### Requirements:
Reproduce the stretch of the material from the line containing "Where can you spot the clear" through the end, replacing "bare tree" with "leafless tree" and leaving everything else unchanged.

[Material from a point labeling set]
— start —

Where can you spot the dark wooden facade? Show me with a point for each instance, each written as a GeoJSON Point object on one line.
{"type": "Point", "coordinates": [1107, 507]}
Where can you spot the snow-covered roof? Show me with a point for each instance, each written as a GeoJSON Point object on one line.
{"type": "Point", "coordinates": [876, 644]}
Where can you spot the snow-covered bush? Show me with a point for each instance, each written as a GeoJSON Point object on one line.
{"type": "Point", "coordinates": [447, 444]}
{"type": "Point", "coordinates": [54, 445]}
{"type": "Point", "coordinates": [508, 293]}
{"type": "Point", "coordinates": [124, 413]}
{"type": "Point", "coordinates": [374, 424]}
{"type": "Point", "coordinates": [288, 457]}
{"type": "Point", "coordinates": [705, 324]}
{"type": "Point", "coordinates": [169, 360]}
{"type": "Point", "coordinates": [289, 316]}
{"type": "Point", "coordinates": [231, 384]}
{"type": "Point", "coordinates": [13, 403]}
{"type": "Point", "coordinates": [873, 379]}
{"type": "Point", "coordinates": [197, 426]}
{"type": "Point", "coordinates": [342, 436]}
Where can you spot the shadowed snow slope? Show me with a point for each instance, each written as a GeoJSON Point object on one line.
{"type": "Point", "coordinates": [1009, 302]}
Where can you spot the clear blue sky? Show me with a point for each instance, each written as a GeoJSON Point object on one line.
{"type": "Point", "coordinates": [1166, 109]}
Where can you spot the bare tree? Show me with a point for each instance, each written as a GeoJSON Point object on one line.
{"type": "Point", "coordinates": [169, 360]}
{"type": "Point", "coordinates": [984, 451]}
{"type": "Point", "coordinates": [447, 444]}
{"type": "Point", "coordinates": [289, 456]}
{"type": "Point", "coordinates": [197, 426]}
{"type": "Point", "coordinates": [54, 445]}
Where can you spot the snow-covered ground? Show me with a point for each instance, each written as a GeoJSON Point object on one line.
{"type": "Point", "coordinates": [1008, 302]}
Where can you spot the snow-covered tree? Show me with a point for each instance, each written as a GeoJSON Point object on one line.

— end —

### Output of the exercise:
Where can you spot the clear blue sky? Show me with a point for each instance, each written as a GeoJSON Point object on one line.
{"type": "Point", "coordinates": [1166, 109]}
Where can you spot the leafless tree? Show me with a point for each instance, each written as a GeoJSON Point object on one line.
{"type": "Point", "coordinates": [169, 360]}
{"type": "Point", "coordinates": [984, 451]}
{"type": "Point", "coordinates": [447, 444]}
{"type": "Point", "coordinates": [289, 456]}
{"type": "Point", "coordinates": [197, 426]}
{"type": "Point", "coordinates": [54, 445]}
Where can you spot the snow-covered ground? Show me with a point for each instance, each written as a GeoJSON Point object on one line.
{"type": "Point", "coordinates": [1008, 302]}
Where can you spot the snow-covered tree? Show me with a point for each instance, each written as a GeoJSON Point object on one line.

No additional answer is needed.